### Work to complete
Filter the data for lines with the word "blonde" and copy those lines.

### Dataset excerpts
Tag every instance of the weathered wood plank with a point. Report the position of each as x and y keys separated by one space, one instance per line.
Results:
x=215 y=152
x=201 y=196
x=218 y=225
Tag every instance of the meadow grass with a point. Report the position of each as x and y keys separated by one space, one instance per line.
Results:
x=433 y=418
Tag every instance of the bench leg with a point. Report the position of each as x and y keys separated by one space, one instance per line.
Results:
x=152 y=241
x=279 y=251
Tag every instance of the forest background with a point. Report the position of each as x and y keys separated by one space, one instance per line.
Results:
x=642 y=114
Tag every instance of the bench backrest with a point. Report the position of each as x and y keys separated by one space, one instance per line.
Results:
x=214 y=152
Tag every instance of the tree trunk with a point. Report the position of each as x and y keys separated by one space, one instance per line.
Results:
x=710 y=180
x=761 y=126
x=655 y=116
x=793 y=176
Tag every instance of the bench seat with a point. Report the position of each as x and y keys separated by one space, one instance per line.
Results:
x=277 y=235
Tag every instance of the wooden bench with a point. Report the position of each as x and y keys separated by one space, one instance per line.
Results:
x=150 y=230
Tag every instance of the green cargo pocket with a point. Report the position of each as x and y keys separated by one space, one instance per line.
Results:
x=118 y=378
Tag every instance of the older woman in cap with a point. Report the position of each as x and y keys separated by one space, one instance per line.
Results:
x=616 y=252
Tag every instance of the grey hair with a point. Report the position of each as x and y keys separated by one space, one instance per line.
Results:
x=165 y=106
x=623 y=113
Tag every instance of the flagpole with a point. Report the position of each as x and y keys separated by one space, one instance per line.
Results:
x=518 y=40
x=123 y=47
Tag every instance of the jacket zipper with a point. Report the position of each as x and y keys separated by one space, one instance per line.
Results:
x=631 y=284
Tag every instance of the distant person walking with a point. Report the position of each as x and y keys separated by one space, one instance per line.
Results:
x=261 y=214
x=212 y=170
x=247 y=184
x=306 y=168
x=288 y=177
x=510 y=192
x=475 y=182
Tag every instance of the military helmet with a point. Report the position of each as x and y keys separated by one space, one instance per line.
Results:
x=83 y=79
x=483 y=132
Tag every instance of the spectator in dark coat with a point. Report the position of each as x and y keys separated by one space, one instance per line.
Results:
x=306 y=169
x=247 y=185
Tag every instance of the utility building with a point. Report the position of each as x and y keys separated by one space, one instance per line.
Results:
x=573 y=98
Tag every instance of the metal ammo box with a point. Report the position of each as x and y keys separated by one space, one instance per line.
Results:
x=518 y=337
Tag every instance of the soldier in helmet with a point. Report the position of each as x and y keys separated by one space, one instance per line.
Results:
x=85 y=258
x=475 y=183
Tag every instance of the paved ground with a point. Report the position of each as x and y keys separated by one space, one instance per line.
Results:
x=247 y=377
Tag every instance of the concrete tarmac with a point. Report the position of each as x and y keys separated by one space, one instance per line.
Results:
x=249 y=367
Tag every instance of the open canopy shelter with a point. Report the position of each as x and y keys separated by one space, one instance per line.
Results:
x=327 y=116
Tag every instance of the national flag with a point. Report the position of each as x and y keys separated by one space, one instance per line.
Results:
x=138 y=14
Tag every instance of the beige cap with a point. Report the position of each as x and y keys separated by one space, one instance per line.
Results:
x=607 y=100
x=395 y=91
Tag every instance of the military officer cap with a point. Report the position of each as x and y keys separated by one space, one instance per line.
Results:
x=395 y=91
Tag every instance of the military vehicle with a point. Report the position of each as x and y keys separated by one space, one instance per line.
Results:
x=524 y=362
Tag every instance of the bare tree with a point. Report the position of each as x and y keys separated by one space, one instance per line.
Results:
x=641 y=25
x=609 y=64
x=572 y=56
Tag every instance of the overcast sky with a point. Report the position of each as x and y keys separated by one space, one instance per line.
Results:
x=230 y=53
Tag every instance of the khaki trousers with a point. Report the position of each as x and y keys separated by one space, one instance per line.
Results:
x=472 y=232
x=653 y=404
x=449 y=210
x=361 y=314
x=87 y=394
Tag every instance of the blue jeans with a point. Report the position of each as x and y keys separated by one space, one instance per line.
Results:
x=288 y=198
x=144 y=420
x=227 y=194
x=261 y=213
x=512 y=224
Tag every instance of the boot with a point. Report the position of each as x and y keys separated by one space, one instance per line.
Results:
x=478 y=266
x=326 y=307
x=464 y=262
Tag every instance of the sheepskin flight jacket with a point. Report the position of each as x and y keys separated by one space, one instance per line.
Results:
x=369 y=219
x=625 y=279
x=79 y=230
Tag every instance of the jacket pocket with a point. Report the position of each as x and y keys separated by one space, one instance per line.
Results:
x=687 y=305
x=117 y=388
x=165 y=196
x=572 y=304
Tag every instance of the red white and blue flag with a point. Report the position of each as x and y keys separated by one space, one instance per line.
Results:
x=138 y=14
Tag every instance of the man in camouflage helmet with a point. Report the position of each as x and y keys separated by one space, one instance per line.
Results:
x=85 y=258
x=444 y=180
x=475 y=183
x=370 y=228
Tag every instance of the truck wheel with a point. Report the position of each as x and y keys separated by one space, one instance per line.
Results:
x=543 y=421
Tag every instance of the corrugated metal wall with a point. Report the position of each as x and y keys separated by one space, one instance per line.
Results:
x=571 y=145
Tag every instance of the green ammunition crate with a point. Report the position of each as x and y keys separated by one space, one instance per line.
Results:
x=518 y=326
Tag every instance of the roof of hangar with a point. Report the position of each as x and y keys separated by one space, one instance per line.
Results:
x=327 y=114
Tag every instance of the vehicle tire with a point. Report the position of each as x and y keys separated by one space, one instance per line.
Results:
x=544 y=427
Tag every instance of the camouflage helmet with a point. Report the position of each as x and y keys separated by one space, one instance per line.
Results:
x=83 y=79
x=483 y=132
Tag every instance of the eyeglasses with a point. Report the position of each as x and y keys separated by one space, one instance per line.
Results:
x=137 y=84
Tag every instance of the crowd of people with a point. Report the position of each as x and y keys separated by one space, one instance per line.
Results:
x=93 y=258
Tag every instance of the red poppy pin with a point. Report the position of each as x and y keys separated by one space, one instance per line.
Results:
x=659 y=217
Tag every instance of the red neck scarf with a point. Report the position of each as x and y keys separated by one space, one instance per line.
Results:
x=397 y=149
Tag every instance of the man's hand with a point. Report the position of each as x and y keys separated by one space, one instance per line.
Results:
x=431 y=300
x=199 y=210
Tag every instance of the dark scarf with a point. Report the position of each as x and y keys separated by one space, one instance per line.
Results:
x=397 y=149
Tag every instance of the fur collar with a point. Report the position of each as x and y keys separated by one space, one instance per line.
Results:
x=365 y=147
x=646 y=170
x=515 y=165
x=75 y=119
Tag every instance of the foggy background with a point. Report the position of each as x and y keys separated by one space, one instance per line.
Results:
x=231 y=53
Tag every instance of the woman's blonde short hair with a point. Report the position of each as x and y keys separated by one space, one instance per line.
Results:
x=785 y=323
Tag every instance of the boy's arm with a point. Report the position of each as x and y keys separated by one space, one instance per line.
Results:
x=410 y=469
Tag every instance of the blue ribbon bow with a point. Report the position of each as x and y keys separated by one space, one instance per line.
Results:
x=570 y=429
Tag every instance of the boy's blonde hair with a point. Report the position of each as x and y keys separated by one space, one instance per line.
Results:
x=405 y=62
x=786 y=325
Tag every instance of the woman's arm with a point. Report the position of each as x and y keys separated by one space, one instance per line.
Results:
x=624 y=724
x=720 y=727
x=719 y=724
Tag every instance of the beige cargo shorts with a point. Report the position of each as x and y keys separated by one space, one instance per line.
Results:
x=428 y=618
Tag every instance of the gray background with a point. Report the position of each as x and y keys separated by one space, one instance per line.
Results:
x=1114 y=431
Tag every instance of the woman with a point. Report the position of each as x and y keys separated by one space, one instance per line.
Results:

### Reply to the task
Tag every instance of the woman's blonde short hair with a point. Report the position of each as x and y keys separated by one space, one instance per line.
Tag every instance of the boy's blonde hair with a point. Report the position of each as x and y keys separated by one space, one instance per line.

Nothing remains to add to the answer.